Ill get photos of mine soon!


----------



## Eala

https://i72.photobucket.com/albums/i192/lynne_turner/quetzie.jpg

This is mine :) It's just above my right shoulder blade. It's a quetzal, which is a South American rainforest bird, and was sacred to the Mayans. They are a symbol for freedom and hope :)

I do know what I want done on my other shoulder/shoulderblade area, but it's finding the time/cash etc at the moment which is the problem :rofl:


----------



## Blob

Oooooh I love love love them all :sulk: I really need to get my ass in gear and get some. Don't think I look like I should have tattoos though people tend to say 'uh YOU want to get tattoos done' :rofl: not sure what they mean by it.


----------



## binxyboo

I only have one.

Point annotation records:
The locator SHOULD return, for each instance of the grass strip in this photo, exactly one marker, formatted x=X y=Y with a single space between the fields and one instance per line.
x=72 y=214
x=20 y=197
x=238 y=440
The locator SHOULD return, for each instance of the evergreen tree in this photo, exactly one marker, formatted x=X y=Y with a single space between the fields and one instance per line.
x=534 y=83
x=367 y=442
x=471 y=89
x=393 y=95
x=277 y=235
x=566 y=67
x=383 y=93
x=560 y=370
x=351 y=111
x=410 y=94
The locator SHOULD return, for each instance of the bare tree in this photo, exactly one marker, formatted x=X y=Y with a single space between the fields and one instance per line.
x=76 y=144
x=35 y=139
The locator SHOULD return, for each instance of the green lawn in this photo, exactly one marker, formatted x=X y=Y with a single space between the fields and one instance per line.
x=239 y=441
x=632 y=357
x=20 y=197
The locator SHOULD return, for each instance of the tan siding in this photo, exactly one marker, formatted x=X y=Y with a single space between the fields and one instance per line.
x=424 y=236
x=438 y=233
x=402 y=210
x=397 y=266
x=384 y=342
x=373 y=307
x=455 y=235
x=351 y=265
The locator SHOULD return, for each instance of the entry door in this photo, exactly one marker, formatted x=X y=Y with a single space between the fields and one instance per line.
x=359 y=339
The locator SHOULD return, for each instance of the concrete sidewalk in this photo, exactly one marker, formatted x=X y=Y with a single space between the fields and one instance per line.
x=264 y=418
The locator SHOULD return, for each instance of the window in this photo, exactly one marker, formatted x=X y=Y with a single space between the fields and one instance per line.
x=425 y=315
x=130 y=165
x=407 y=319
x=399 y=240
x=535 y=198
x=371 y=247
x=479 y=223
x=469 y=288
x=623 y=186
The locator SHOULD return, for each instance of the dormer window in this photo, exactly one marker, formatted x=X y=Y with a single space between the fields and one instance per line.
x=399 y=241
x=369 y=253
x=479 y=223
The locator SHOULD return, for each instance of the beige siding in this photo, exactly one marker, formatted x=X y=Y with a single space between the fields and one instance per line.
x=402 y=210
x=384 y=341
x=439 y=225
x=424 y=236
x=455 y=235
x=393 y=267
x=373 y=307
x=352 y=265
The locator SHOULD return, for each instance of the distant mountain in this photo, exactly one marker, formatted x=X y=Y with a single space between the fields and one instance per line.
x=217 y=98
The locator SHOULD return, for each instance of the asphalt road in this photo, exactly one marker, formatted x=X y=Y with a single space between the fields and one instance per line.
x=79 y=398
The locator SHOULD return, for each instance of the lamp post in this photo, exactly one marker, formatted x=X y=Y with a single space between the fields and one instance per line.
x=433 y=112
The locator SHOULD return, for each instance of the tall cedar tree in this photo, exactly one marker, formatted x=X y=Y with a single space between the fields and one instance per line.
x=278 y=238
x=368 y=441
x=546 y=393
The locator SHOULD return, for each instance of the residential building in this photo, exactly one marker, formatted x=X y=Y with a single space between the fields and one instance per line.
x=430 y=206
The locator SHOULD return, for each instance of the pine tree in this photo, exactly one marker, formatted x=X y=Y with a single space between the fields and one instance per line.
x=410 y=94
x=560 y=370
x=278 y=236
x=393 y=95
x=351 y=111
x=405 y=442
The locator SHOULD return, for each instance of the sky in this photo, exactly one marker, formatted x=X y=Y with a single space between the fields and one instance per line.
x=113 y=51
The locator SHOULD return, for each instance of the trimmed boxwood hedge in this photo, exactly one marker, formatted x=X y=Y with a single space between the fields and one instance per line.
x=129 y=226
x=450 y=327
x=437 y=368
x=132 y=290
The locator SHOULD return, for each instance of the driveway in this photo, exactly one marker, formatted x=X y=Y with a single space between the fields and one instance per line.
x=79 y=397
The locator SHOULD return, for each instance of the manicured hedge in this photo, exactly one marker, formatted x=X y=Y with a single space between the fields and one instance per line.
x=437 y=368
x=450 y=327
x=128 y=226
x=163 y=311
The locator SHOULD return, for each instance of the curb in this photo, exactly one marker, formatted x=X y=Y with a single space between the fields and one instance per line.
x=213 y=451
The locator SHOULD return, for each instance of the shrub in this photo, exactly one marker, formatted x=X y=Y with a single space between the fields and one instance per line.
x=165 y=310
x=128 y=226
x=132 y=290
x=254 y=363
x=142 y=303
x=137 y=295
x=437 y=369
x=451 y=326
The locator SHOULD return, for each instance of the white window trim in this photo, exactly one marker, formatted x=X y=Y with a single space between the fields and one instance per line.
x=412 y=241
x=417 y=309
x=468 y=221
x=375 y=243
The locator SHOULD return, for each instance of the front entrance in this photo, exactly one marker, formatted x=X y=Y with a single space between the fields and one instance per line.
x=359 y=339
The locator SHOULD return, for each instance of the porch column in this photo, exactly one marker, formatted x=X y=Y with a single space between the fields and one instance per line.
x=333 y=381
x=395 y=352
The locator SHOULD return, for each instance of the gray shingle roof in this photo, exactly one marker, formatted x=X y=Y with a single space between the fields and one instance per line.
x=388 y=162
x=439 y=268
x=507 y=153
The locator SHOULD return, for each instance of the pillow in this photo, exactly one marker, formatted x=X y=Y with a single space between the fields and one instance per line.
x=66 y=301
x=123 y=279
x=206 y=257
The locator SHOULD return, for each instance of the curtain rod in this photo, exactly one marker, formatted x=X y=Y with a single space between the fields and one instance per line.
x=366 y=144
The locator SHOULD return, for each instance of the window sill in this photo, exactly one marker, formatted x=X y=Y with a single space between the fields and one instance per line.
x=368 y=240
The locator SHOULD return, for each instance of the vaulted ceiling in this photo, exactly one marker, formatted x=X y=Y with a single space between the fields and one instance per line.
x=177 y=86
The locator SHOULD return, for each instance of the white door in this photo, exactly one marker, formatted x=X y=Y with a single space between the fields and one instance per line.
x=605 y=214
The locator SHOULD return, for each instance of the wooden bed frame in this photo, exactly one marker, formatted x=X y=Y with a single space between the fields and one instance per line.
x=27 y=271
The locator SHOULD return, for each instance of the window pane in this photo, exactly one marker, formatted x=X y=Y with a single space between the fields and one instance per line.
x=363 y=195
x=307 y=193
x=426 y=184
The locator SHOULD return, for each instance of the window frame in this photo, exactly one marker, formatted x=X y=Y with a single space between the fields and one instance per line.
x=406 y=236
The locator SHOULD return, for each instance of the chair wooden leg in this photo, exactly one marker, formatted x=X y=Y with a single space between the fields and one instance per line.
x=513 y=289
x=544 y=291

Instruction ▸ Retype the tattoo thread from "Oooooh I love" up to and including "mean by it.". The items above are separate from the tattoo thread.

The reply ▸
Oooooh I love love love them all :sulk: I really need to get my ass in gear and get some. Don't think I look like I should have tattoos though people tend to say 'uh YOU want to get tattoos done' :rofl: not sure what they mean by it.